Using the entries below, output exactly the line containing "Identify every instance of the flat" and all lines that follow it to the end.
---------- Supplied material
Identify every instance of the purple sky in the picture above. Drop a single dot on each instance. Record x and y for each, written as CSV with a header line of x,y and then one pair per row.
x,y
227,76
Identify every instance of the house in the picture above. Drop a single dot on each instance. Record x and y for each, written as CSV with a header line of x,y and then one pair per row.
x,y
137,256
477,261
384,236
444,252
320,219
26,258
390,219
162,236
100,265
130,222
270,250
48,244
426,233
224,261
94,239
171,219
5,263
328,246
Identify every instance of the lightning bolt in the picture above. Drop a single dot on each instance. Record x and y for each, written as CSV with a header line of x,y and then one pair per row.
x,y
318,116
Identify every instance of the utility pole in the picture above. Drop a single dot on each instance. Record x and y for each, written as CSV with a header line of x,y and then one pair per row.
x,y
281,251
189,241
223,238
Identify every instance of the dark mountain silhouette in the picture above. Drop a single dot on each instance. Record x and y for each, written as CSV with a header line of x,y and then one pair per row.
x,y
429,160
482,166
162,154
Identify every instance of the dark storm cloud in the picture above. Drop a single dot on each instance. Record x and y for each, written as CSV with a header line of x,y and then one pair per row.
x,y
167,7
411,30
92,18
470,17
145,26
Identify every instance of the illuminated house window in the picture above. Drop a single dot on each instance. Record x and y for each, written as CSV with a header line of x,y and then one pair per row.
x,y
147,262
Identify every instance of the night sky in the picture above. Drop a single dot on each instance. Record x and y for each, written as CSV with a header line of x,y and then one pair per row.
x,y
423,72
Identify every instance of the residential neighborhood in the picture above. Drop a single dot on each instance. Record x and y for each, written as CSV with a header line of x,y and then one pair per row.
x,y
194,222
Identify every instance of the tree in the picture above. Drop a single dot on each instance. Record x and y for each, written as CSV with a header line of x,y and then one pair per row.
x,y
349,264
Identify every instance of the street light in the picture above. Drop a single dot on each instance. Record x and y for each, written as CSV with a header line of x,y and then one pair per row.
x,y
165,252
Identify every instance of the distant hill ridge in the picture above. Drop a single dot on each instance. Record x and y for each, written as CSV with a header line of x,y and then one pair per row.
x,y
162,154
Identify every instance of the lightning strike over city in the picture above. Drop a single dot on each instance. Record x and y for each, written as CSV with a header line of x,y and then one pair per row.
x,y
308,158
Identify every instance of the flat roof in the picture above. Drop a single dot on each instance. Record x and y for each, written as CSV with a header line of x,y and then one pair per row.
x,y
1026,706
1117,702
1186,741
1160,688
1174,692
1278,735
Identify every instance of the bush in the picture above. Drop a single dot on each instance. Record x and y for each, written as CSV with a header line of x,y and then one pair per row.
--------------------
_Exercise answer_
Identify every instance of the flat roof in the picture above. Drop a single dot on each instance. Record x and y for each, written as CSV with a header line of x,y and then one pair per row.
x,y
1026,706
1117,702
1186,741
1160,688
1174,692
1278,735
Identify every instance of the bush in the picture above. Drop a single dot on each instance. Record x and y for each, written as CSV with a header line of x,y and then one pair per row.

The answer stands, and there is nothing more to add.